## Exercise details
Reproduce every line of the records below, without changing any character.

# Start of Data provided

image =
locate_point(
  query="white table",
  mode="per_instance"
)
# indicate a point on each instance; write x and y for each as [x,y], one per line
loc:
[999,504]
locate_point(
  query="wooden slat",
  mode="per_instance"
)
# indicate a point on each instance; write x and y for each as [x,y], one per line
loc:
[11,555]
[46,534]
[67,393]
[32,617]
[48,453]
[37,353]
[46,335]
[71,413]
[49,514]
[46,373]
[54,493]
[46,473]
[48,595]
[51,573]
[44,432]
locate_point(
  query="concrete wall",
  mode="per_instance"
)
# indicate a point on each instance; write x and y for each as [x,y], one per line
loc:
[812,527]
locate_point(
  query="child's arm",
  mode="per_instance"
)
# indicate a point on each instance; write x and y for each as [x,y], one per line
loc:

# End of Data provided

## Solution to the problem
image =
locate_point(
  query="white table",
  mode="per_instance"
)
# indicate a point on each instance; write x and y for each as [x,y], one per line
loc:
[999,504]
locate_point(
  query="wooden slat",
  mode="per_instance"
)
# indicate a point on each instance; write x and y for each as [x,y], one per line
loc:
[11,555]
[46,534]
[67,393]
[32,617]
[48,453]
[37,353]
[46,335]
[71,413]
[49,514]
[46,373]
[54,493]
[46,473]
[48,595]
[51,573]
[44,432]
locate_point(
  query="concrete wall",
  mode="per_instance"
)
# indicate a point on each instance; write x and y for each as [x,y], one per line
loc:
[812,527]
locate_point(
  query="child's arm",
  mode="per_instance"
)
# indicate a point on each instance; write x and y for each as [x,y], one per line
loc:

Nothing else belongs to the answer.